* Listed entries:
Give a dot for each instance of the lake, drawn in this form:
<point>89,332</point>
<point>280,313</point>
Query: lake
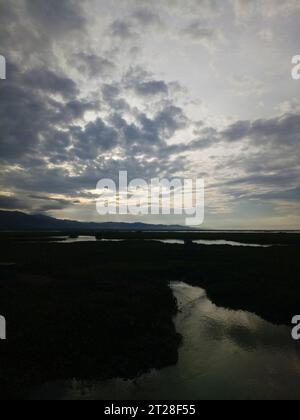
<point>225,354</point>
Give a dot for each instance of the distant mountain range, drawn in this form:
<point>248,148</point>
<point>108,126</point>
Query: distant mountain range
<point>17,221</point>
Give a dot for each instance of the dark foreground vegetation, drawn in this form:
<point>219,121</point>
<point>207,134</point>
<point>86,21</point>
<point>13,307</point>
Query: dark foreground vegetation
<point>104,309</point>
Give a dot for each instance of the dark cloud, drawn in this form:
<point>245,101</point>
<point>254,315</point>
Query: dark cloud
<point>11,203</point>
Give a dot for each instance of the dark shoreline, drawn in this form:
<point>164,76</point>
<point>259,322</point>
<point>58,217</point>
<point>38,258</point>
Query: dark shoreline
<point>101,309</point>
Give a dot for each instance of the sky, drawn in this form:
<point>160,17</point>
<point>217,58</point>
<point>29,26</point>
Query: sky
<point>158,88</point>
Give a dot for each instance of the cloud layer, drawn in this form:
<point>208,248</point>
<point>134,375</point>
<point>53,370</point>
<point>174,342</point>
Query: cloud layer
<point>195,90</point>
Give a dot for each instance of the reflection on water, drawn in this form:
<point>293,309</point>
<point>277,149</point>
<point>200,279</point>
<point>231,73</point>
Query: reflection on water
<point>225,355</point>
<point>214,242</point>
<point>166,241</point>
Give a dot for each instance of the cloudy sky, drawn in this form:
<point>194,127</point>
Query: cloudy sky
<point>160,88</point>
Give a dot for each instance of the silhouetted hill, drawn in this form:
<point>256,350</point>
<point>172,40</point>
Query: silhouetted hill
<point>17,221</point>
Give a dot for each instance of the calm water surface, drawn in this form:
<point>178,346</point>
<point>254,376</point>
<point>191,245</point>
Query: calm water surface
<point>225,355</point>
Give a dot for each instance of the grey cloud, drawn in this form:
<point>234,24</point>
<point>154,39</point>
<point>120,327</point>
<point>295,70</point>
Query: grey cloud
<point>11,203</point>
<point>282,131</point>
<point>123,29</point>
<point>199,31</point>
<point>95,138</point>
<point>49,81</point>
<point>56,16</point>
<point>151,88</point>
<point>94,65</point>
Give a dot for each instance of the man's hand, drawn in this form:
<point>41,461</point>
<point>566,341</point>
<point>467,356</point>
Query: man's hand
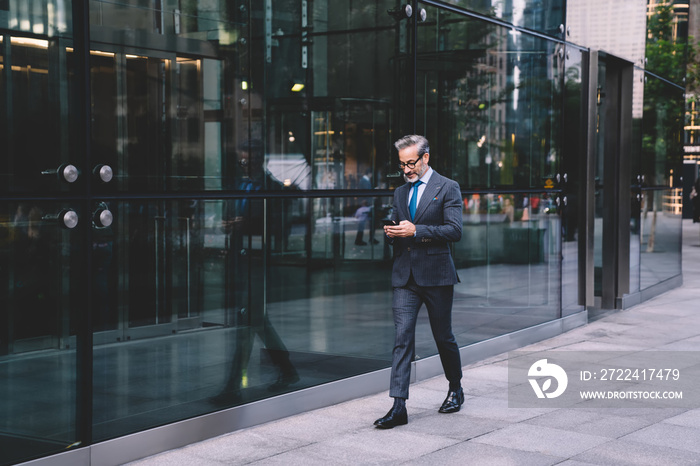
<point>404,229</point>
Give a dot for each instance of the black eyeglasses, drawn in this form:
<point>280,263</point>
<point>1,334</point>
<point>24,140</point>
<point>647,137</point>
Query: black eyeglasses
<point>410,165</point>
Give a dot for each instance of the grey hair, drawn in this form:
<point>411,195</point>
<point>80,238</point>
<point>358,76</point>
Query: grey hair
<point>414,140</point>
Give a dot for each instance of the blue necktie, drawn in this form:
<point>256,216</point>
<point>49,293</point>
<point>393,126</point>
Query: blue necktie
<point>414,199</point>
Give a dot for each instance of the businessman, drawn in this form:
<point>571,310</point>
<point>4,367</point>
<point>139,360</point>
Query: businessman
<point>428,217</point>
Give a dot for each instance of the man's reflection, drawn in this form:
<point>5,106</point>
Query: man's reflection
<point>35,305</point>
<point>243,221</point>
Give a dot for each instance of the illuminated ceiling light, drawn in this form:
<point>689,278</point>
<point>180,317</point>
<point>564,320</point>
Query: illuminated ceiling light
<point>44,44</point>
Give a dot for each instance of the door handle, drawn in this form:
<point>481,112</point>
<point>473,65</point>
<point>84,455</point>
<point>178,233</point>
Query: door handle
<point>104,173</point>
<point>66,172</point>
<point>102,217</point>
<point>67,218</point>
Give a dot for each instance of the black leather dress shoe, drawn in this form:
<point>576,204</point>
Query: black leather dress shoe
<point>453,402</point>
<point>395,417</point>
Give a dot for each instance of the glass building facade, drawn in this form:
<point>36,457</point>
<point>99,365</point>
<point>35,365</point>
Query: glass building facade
<point>192,192</point>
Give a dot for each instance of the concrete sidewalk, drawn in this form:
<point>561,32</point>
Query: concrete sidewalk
<point>486,431</point>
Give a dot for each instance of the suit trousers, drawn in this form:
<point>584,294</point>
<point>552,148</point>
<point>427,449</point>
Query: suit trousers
<point>407,301</point>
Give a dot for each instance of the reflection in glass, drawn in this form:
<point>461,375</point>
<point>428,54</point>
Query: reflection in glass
<point>539,15</point>
<point>39,307</point>
<point>508,263</point>
<point>661,189</point>
<point>496,96</point>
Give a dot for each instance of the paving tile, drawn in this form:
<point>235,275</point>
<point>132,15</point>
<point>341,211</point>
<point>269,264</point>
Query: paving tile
<point>589,422</point>
<point>545,440</point>
<point>458,426</point>
<point>470,453</point>
<point>374,447</point>
<point>688,419</point>
<point>497,409</point>
<point>241,447</point>
<point>629,453</point>
<point>668,435</point>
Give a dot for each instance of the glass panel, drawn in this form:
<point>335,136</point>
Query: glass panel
<point>40,303</point>
<point>270,315</point>
<point>168,106</point>
<point>491,108</point>
<point>636,198</point>
<point>35,74</point>
<point>573,169</point>
<point>661,165</point>
<point>540,15</point>
<point>666,39</point>
<point>618,28</point>
<point>508,262</point>
<point>339,15</point>
<point>328,104</point>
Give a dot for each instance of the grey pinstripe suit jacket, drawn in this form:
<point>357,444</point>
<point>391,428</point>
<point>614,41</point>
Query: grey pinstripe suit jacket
<point>438,222</point>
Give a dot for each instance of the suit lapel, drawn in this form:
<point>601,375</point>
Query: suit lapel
<point>403,202</point>
<point>431,190</point>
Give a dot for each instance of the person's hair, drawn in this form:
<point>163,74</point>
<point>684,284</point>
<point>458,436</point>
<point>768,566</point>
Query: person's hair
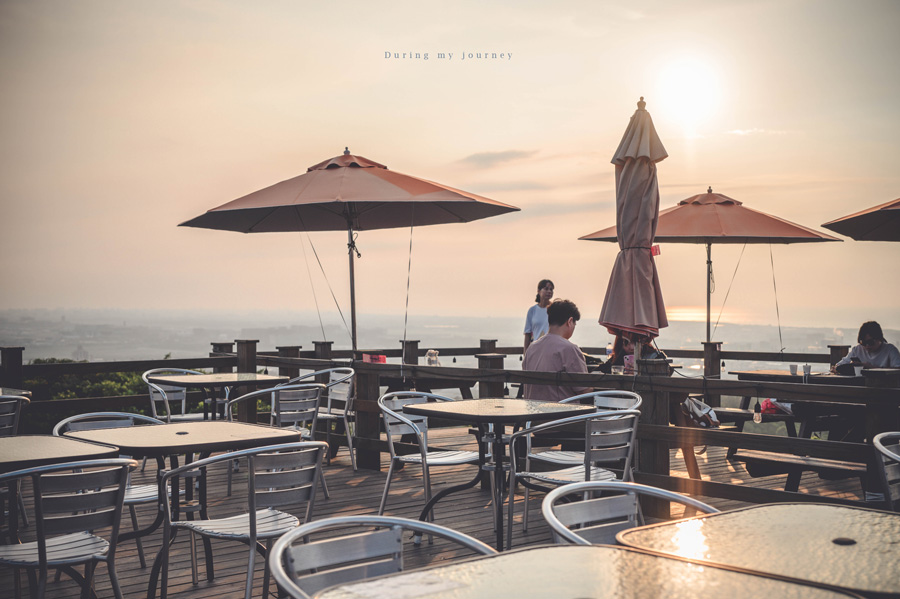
<point>560,311</point>
<point>541,285</point>
<point>873,330</point>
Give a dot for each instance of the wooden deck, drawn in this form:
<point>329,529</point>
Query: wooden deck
<point>359,493</point>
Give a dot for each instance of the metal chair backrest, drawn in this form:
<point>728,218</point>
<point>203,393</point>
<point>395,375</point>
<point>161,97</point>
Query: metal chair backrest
<point>303,566</point>
<point>10,410</point>
<point>599,516</point>
<point>167,395</point>
<point>888,447</point>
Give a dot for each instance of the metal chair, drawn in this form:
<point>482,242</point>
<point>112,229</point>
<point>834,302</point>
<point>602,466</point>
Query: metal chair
<point>598,517</point>
<point>72,503</point>
<point>302,567</point>
<point>608,440</point>
<point>397,424</point>
<point>338,405</point>
<point>277,476</point>
<point>294,406</point>
<point>167,395</point>
<point>134,494</point>
<point>888,446</point>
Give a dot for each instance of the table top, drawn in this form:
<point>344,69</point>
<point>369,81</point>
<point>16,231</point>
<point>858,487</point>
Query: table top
<point>28,451</point>
<point>498,410</point>
<point>161,440</point>
<point>785,376</point>
<point>570,572</point>
<point>218,379</point>
<point>848,547</point>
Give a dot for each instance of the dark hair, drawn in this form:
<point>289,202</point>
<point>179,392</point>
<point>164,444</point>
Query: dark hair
<point>541,285</point>
<point>560,311</point>
<point>873,330</point>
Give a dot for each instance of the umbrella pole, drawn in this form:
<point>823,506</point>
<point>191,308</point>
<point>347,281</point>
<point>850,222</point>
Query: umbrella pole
<point>708,287</point>
<point>351,249</point>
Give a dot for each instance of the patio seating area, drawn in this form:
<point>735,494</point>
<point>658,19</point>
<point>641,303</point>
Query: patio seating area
<point>358,493</point>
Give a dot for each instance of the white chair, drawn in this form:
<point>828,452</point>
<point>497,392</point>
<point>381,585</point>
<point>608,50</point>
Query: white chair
<point>888,447</point>
<point>75,503</point>
<point>134,494</point>
<point>302,566</point>
<point>338,404</point>
<point>609,448</point>
<point>397,424</point>
<point>277,476</point>
<point>586,514</point>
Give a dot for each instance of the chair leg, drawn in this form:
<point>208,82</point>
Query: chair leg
<point>387,487</point>
<point>134,526</point>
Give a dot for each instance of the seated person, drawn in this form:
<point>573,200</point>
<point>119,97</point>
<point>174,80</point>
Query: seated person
<point>873,351</point>
<point>555,353</point>
<point>624,346</point>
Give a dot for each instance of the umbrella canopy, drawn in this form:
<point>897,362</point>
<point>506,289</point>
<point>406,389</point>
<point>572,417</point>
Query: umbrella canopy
<point>716,218</point>
<point>349,193</point>
<point>879,223</point>
<point>633,301</point>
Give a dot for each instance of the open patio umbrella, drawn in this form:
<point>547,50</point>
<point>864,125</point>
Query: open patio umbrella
<point>879,223</point>
<point>710,218</point>
<point>633,301</point>
<point>349,193</point>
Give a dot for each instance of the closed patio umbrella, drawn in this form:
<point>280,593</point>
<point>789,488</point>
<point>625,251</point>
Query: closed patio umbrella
<point>879,223</point>
<point>349,193</point>
<point>710,218</point>
<point>633,301</point>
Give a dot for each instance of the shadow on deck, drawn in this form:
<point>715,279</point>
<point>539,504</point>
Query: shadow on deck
<point>359,492</point>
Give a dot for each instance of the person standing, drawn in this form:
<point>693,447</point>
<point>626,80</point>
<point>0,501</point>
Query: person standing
<point>536,324</point>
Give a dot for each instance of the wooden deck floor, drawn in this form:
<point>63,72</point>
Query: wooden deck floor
<point>359,493</point>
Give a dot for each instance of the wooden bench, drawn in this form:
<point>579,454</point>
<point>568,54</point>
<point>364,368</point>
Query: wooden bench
<point>767,463</point>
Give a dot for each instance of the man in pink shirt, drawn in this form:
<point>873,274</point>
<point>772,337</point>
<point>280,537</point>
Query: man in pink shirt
<point>555,353</point>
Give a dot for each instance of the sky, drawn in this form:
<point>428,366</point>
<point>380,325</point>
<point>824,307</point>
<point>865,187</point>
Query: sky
<point>120,120</point>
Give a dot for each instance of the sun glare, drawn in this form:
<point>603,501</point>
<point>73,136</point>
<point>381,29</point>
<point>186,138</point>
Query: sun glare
<point>688,93</point>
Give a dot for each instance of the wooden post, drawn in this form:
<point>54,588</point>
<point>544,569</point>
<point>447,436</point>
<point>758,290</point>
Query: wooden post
<point>653,456</point>
<point>246,352</point>
<point>368,418</point>
<point>222,347</point>
<point>490,388</point>
<point>837,352</point>
<point>289,351</point>
<point>410,351</point>
<point>712,368</point>
<point>11,367</point>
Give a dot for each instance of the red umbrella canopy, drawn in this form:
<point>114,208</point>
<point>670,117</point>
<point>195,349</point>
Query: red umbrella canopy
<point>348,192</point>
<point>879,223</point>
<point>633,302</point>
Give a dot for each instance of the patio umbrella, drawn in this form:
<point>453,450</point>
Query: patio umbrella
<point>710,218</point>
<point>633,301</point>
<point>349,193</point>
<point>879,223</point>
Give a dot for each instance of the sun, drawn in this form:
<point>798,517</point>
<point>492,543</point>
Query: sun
<point>688,92</point>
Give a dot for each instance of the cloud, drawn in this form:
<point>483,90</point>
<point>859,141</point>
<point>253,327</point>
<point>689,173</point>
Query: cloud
<point>489,159</point>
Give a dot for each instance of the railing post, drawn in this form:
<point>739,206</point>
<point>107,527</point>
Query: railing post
<point>490,388</point>
<point>289,351</point>
<point>837,352</point>
<point>368,418</point>
<point>712,368</point>
<point>11,367</point>
<point>410,351</point>
<point>653,456</point>
<point>246,352</point>
<point>223,348</point>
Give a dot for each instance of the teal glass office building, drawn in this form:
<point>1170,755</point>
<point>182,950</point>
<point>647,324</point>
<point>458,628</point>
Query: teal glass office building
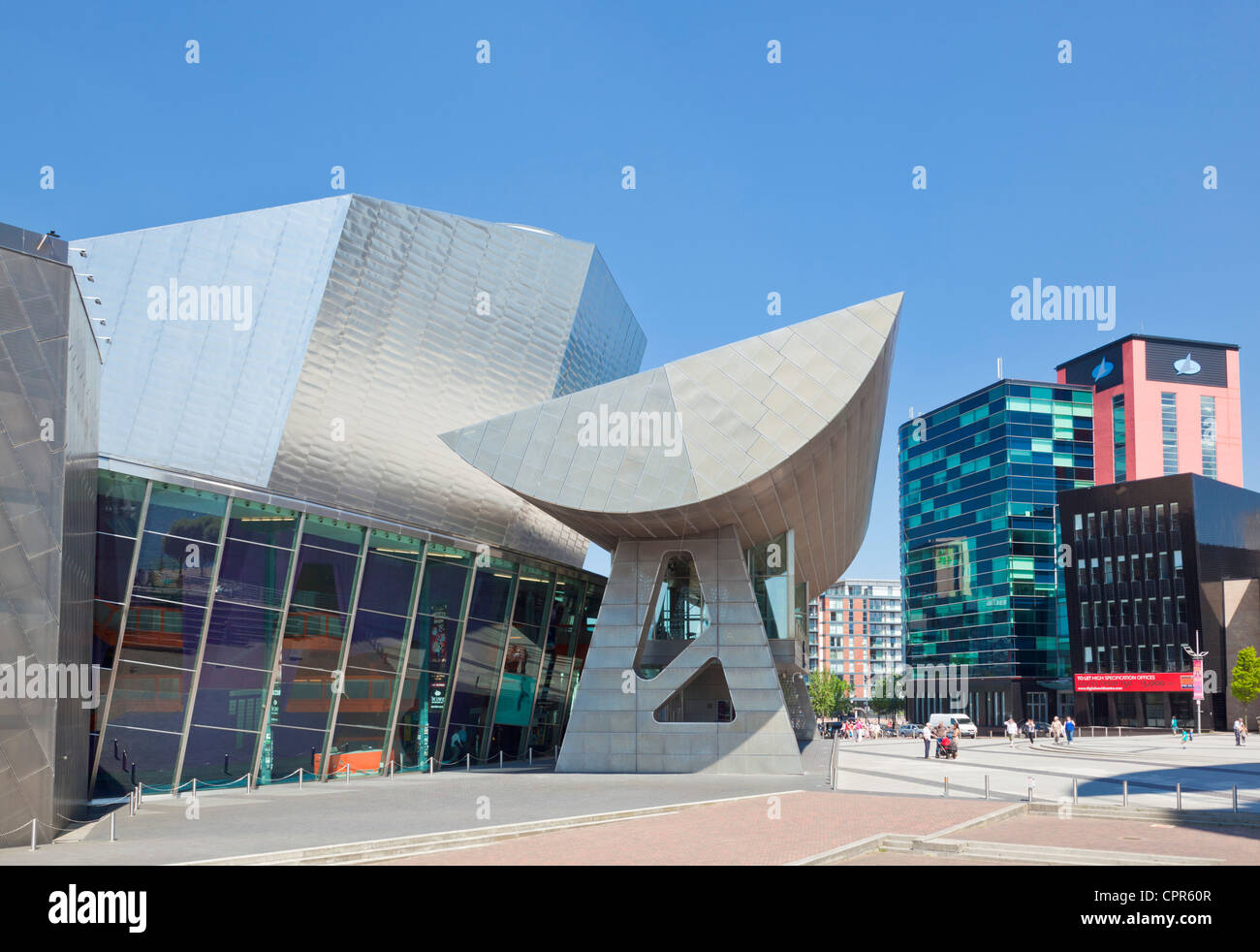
<point>982,586</point>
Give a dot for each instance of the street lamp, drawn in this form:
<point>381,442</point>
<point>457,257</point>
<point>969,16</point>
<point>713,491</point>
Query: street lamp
<point>1197,655</point>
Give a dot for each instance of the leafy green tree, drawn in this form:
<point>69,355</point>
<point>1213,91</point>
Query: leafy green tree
<point>1245,679</point>
<point>828,694</point>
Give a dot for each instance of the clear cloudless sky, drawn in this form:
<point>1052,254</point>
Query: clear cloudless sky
<point>751,176</point>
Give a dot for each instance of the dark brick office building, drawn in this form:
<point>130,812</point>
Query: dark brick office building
<point>1153,561</point>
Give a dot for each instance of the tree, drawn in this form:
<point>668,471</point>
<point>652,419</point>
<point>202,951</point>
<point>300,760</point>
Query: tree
<point>1245,679</point>
<point>885,701</point>
<point>828,694</point>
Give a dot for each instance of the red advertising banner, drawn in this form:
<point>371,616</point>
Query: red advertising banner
<point>1151,682</point>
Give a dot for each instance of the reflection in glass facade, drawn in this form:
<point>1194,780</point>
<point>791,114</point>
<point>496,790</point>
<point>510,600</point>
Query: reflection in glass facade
<point>243,638</point>
<point>978,536</point>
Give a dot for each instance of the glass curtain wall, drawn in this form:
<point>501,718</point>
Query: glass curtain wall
<point>240,638</point>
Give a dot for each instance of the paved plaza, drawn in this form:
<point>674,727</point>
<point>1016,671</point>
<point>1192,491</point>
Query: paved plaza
<point>890,808</point>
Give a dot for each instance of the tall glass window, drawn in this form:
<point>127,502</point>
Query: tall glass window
<point>1118,439</point>
<point>1168,418</point>
<point>1208,425</point>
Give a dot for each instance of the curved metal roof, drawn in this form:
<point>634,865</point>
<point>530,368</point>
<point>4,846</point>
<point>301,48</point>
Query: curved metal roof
<point>776,431</point>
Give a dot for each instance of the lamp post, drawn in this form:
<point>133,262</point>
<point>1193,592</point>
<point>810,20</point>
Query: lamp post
<point>1197,655</point>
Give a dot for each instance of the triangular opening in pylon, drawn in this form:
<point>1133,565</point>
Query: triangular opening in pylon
<point>677,615</point>
<point>705,697</point>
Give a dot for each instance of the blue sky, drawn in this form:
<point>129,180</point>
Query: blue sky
<point>750,176</point>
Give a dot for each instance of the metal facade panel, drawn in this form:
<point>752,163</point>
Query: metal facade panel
<point>431,322</point>
<point>49,373</point>
<point>201,395</point>
<point>756,453</point>
<point>376,327</point>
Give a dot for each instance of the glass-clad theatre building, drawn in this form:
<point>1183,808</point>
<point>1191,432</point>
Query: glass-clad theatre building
<point>291,570</point>
<point>238,637</point>
<point>981,579</point>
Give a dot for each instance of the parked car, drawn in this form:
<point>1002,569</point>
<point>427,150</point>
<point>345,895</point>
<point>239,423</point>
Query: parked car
<point>966,726</point>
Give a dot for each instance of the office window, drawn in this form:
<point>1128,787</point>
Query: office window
<point>1168,415</point>
<point>1118,441</point>
<point>1208,425</point>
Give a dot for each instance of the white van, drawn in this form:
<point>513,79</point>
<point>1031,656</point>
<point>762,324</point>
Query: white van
<point>965,725</point>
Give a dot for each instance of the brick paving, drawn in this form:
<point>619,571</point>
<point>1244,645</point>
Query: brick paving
<point>726,834</point>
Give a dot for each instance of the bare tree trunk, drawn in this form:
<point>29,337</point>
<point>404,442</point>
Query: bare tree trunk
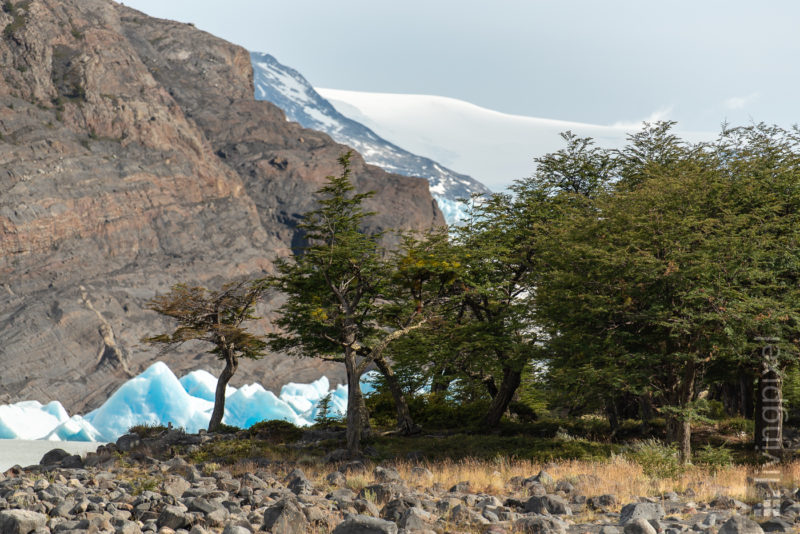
<point>231,364</point>
<point>511,381</point>
<point>684,427</point>
<point>769,412</point>
<point>355,404</point>
<point>405,424</point>
<point>612,415</point>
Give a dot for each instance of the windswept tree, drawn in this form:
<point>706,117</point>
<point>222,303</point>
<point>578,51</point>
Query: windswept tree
<point>216,317</point>
<point>343,302</point>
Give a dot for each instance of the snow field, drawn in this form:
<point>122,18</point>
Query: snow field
<point>158,397</point>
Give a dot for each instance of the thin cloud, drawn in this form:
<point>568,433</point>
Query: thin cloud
<point>658,115</point>
<point>738,102</point>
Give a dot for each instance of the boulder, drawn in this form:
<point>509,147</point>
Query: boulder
<point>739,524</point>
<point>545,504</point>
<point>776,524</point>
<point>644,510</point>
<point>173,517</point>
<point>21,521</point>
<point>540,525</point>
<point>285,517</point>
<point>362,524</point>
<point>639,526</point>
<point>53,457</point>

* Required work: Write out everything from the line containing "Give a dot for each instance of the wooden post, drawn" down to the line containing "<point>633,302</point>", both included, scaling each answer point coordinate by 0.3 and rounding to whole numbers, with halves rounded up. Keep all other numbers as they are.

* Worked answer:
Give a dot for each instance of the wooden post, drawn in this form:
<point>54,588</point>
<point>544,569</point>
<point>447,436</point>
<point>758,290</point>
Query: wooden post
<point>196,137</point>
<point>74,106</point>
<point>110,125</point>
<point>67,104</point>
<point>147,116</point>
<point>251,106</point>
<point>87,105</point>
<point>123,105</point>
<point>214,110</point>
<point>3,110</point>
Give a dot for each instance of the red umbrella canopy, drawn in this form:
<point>114,208</point>
<point>670,117</point>
<point>195,349</point>
Query: red umbrella canopy
<point>104,58</point>
<point>264,67</point>
<point>190,91</point>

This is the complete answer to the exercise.